▸ EXERCISE PROMPT:
Filter the rows below and keep every line that contains the string "background", matching case exactly.

▸ PROVIDED RECORDS:
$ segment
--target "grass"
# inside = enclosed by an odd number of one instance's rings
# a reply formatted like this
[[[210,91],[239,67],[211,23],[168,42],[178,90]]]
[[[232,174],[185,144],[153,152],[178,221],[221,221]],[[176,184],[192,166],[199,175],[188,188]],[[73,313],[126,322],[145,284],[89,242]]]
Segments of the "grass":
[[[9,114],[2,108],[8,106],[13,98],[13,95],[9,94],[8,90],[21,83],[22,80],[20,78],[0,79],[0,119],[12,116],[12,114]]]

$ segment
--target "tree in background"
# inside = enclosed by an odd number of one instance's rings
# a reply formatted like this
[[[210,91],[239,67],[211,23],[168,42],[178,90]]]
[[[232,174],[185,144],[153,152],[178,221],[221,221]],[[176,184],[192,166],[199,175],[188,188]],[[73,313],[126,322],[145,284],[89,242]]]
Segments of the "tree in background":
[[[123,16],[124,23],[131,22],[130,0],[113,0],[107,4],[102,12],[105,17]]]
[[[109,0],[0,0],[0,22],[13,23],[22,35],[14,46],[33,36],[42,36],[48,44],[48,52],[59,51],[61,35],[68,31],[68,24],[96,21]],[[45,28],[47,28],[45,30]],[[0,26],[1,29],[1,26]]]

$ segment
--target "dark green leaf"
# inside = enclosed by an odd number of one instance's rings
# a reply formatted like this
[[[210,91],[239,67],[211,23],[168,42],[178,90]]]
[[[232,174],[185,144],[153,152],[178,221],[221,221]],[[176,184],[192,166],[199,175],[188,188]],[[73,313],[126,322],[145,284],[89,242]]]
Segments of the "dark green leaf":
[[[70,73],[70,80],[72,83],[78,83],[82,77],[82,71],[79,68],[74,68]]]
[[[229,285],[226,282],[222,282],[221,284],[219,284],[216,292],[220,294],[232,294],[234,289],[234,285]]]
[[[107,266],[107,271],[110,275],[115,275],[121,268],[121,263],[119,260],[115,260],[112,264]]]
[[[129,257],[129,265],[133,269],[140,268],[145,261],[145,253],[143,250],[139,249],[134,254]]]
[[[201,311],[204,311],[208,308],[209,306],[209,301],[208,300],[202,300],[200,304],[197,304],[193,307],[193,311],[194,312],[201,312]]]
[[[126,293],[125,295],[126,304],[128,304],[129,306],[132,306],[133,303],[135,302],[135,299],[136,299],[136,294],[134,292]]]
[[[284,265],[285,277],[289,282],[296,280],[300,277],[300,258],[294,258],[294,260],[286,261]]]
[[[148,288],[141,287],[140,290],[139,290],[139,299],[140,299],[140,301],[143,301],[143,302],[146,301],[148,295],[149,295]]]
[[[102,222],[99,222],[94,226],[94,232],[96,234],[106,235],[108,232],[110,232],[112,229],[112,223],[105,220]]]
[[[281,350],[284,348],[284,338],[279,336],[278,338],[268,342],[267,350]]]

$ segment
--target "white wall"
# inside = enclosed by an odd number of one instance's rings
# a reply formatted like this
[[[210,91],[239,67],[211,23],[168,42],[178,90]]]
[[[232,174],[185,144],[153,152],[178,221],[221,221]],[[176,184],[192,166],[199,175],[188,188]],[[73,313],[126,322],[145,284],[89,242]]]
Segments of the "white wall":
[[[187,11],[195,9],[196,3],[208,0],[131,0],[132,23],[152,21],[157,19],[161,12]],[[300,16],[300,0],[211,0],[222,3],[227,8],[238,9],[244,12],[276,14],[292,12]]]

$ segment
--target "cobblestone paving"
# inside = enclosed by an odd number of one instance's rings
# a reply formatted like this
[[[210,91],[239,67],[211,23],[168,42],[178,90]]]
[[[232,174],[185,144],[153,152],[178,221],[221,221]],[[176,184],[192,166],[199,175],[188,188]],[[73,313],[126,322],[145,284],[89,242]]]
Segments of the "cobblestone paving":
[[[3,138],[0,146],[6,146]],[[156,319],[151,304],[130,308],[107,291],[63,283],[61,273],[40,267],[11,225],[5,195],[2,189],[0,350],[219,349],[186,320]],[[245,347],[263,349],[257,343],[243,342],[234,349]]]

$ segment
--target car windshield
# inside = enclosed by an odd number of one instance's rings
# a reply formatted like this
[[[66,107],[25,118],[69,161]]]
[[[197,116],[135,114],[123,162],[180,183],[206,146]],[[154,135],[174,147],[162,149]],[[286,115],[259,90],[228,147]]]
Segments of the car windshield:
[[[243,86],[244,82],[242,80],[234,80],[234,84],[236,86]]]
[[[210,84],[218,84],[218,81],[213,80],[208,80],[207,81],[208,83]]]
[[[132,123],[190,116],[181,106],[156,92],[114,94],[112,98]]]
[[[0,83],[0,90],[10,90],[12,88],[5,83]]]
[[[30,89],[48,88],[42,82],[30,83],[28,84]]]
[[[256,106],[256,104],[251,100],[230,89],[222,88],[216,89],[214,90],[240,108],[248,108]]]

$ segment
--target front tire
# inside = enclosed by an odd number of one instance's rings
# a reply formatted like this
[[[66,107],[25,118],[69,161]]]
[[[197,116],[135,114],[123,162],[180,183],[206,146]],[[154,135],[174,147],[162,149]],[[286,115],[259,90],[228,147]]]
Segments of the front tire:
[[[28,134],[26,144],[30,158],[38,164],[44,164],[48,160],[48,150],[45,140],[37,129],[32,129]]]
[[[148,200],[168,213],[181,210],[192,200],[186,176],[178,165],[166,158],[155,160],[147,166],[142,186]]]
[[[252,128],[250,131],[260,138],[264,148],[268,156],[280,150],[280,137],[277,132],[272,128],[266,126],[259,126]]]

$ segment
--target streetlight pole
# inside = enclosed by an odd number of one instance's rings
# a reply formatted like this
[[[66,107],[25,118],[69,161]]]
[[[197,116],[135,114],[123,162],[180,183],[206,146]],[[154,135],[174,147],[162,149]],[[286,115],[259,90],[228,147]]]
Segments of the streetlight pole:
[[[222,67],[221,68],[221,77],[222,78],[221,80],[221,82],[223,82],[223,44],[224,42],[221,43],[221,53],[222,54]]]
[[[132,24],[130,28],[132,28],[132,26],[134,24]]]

▸ THE COMPLETED TASK:
--target "tree in background"
Segments of the "tree in background":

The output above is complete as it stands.